_Extract provided:_
From: Mike on

> > regarding the discipline of OOD. Your casually negative comments about
> > GOF indicate that your examination of the field has been cursory at
> > best.
>
> > In short, you are too loud about something you know too little about.
>
> The problem is YOU, not me. You either don't understand the scientific

No, as a 3rd party bystander to your rant, it is you,
"topinyourownmind". And you should take the advice. Study, research,
read more books, do more work (of the 400 odd messages on this list
most are your arrogant e-mails.

Seriously, with your attitude and experience, do you actually have any
work? I wonder how many apps you've actually written following your
anti-SQL, anti-OO agenda. They must be pretty small trivial apps I'd
imagine especially if Xbase is your tool of choice.

> process, or don't care to use it. For example, you have repeatedly
> insisted that wrapping SQL in methods/functions makes "programs easier
> to understand". Attempts at clarification have been fruitless. Thus,

No, your stubborness is the issue, it's obviously been attempted in
numerious e-mails.

> the possibility that you are mistaking personal preference in OO as
> objective evidence is quite high.
>

> And, your rudeness made me sorry I bought your damned book and put
> money into your patronizing little pocket.
>

Whoa. Who is the rude one here? You.

> OO needs good teachers, not mean preachers.
>
Sounds to me like you're having trouble fathoming OO. Don't attack
the messenger. You could be a little less rude and insulting to
someone who has valiantly attempted to explain some very difficult
concepts, of which you now seem to obviously have no interest in
learning. If you can't understand it, don't like it, fine. But no
need to call the folks names that live and breathe this stuff, and use
it in practice for a living. Keep it to yourself.

_Given records:_

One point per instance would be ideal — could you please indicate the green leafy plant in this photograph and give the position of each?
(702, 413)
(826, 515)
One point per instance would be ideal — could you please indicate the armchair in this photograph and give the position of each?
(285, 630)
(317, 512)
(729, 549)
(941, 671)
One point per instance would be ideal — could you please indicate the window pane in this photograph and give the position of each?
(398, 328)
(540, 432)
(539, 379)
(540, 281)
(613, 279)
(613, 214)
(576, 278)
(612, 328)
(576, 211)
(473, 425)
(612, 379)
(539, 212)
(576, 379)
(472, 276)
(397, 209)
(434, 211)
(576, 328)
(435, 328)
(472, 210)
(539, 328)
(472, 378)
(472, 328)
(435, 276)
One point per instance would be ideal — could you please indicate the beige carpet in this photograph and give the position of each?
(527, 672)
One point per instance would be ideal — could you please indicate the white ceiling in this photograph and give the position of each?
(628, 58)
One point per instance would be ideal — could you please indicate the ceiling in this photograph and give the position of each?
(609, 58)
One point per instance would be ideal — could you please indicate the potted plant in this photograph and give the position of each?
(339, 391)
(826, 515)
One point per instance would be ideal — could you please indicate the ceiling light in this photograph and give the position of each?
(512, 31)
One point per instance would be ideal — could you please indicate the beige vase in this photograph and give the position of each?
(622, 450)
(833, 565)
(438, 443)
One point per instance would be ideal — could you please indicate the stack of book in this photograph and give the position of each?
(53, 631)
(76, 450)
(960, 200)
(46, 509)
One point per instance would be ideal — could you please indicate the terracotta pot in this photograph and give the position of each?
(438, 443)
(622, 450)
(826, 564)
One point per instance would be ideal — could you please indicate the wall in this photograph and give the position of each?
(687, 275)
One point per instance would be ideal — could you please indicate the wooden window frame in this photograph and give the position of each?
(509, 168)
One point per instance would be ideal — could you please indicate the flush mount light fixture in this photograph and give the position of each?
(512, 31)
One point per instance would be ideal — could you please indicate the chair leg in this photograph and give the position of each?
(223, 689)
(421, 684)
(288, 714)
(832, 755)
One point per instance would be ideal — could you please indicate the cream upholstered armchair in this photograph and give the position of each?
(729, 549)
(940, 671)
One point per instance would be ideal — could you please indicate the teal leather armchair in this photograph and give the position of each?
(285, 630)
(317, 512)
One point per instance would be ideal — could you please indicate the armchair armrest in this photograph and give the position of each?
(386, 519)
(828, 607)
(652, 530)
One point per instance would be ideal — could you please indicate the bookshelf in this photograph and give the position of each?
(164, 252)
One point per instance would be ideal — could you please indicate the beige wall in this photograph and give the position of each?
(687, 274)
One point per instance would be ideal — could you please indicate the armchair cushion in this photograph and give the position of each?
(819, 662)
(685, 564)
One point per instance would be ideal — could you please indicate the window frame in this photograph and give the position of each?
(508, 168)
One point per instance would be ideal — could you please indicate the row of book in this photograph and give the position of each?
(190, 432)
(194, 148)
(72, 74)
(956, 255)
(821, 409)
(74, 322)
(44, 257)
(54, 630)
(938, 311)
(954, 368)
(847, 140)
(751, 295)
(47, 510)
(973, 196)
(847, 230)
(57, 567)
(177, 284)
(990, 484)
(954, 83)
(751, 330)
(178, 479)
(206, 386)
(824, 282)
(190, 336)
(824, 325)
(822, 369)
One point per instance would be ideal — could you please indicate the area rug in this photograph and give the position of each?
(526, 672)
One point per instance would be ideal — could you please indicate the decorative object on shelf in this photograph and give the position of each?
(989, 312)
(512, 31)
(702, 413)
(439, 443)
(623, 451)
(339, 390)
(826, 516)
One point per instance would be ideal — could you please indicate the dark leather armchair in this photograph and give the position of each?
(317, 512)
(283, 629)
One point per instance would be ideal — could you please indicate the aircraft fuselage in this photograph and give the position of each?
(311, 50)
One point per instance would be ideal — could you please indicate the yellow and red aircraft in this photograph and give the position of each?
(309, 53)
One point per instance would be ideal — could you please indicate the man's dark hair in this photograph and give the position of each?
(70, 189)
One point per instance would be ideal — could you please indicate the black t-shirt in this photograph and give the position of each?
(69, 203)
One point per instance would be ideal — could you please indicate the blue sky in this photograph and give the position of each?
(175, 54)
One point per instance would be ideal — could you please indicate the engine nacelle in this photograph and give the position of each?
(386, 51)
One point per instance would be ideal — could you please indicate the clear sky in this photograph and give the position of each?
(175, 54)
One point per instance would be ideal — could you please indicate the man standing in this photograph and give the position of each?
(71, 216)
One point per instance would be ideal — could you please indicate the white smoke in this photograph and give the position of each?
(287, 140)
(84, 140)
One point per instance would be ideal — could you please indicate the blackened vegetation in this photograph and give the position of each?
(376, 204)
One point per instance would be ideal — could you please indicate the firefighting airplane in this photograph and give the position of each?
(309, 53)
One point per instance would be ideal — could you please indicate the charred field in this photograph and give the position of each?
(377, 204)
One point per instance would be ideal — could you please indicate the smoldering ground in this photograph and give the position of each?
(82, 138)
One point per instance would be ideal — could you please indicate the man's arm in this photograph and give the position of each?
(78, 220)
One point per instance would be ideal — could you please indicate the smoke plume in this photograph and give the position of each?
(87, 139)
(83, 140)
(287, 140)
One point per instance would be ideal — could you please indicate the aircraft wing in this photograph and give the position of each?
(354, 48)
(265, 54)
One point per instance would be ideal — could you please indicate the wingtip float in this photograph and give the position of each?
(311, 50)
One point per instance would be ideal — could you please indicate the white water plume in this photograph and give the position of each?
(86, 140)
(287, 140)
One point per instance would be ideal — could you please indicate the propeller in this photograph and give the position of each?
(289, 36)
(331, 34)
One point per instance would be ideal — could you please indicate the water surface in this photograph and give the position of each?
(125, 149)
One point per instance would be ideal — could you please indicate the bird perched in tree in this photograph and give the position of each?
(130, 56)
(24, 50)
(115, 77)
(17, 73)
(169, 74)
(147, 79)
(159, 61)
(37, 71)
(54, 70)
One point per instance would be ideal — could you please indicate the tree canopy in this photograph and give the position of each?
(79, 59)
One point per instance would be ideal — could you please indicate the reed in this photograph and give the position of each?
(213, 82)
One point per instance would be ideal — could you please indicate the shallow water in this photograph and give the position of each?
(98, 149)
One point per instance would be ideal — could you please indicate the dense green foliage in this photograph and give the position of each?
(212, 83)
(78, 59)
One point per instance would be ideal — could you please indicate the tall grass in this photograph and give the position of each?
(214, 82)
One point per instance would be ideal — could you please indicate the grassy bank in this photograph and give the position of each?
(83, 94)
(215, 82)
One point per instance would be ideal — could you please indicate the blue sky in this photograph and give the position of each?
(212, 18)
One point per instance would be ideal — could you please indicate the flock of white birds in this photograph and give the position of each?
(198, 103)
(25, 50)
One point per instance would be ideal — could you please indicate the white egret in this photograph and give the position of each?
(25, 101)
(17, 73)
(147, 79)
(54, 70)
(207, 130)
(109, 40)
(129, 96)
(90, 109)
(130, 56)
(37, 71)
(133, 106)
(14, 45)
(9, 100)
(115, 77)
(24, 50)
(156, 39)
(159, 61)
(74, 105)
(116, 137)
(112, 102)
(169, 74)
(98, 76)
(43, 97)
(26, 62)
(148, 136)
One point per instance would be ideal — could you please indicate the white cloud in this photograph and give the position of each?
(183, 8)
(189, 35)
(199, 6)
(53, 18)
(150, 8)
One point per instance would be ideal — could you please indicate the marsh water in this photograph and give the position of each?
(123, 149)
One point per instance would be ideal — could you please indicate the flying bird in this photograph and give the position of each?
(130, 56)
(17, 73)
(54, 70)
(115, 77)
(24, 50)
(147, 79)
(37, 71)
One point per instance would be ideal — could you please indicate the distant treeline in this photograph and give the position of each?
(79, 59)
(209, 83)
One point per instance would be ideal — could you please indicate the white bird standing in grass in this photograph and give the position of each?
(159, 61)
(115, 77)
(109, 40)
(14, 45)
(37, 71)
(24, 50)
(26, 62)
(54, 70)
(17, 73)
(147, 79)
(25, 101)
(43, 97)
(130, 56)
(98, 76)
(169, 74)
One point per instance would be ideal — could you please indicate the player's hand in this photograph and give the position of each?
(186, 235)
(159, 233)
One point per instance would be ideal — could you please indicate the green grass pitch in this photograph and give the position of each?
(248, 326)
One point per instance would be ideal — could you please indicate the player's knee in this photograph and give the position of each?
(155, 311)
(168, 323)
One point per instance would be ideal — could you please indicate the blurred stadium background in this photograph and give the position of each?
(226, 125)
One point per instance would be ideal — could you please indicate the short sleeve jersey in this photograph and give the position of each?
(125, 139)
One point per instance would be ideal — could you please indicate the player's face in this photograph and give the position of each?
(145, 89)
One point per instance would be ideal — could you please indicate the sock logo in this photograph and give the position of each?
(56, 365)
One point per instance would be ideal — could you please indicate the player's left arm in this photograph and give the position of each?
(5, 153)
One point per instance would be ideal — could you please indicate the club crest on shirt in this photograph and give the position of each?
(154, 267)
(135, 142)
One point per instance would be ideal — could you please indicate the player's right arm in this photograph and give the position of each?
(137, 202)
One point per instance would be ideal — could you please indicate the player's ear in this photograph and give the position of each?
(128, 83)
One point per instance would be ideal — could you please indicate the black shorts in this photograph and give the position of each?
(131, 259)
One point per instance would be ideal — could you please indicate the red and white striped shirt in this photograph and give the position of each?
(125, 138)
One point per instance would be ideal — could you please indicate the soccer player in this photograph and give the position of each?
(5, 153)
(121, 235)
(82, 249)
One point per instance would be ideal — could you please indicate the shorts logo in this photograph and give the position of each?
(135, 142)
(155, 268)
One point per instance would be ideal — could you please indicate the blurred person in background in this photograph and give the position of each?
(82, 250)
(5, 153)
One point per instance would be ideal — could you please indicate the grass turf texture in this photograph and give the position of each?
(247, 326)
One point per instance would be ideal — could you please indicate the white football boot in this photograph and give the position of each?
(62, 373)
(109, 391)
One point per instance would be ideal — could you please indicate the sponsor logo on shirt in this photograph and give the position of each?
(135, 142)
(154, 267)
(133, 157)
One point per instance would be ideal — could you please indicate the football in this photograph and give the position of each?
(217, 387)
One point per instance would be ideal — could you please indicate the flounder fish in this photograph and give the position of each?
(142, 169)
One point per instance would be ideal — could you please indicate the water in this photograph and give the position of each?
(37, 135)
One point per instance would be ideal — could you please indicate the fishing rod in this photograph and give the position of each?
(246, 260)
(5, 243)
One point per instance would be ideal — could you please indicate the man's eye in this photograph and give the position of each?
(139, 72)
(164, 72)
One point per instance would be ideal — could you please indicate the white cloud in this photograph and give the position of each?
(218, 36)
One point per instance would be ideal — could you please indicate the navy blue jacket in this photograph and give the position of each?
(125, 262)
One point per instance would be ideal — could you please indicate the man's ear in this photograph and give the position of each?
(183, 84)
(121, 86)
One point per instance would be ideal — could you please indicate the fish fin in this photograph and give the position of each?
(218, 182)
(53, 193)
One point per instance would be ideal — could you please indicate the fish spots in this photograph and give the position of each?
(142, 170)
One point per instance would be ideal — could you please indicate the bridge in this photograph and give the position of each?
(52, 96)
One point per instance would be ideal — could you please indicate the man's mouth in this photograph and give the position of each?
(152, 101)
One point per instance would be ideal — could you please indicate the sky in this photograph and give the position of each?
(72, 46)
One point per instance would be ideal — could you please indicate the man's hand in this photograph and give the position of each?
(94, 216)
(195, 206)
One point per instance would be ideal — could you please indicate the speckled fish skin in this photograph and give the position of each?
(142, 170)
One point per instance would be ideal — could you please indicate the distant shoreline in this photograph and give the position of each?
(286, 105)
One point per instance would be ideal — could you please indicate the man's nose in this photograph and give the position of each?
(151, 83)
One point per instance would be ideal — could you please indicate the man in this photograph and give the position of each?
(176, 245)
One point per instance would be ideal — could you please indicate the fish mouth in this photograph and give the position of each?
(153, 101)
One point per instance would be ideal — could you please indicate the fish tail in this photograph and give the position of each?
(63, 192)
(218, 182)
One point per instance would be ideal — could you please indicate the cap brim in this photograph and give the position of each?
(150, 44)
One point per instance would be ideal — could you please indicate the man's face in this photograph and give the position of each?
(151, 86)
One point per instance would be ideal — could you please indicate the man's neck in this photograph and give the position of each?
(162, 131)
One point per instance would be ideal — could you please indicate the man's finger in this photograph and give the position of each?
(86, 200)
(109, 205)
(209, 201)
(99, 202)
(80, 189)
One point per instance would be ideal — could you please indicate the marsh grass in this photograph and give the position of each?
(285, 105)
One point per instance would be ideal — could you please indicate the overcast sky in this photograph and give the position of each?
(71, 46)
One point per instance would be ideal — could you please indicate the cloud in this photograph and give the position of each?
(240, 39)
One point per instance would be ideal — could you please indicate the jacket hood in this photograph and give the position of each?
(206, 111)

_Exercise directions:_
Reproduce the email reply above about object-oriented design, word for word and in full.

_Output for this task:_
From: Mike on

> > regarding the discipline of OOD. Your casually negative comments about
> > GOF indicate that your examination of the field has been cursory at
> > best.
>
> > In short, you are too loud about something you know too little about.
>
> The problem is YOU, not me. You either don't understand the scientific

No, as a 3rd party bystander to your rant, it is you,
"topinyourownmind". And you should take the advice. Study, research,
read more books, do more work (of the 400 odd messages on this list
most are your arrogant e-mails.

Seriously, with your attitude and experience, do you actually have any
work? I wonder how many apps you've actually written following your
anti-SQL, anti-OO agenda. They must be pretty small trivial apps I'd
imagine especially if Xbase is your tool of choice.

> process, or don't care to use it. For example, you have repeatedly
> insisted that wrapping SQL in methods/functions makes "programs easier
> to understand". Attempts at clarification have been fruitless. Thus,

No, your stubborness is the issue, it's obviously been attempted in
numerious e-mails.

> the possibility that you are mistaking personal preference in OO as
> objective evidence is quite high.
>

> And, your rudeness made me sorry I bought your damned book and put
> money into your patronizing little pocket.
>

Whoa. Who is the rude one here? You.

> OO needs good teachers, not mean preachers.
>
Sounds to me like you're having trouble fathoming OO. Don't attack
the messenger. You could be a little less rude and insulting to
someone who has valiantly attempted to explain some very difficult
concepts, of which you now seem to obviously have no interest in
learning. If you can't understand it, don't like it, fine. But no
need to call the folks names that live and breathe this stuff, and use
it in practice for a living. Keep it to yourself.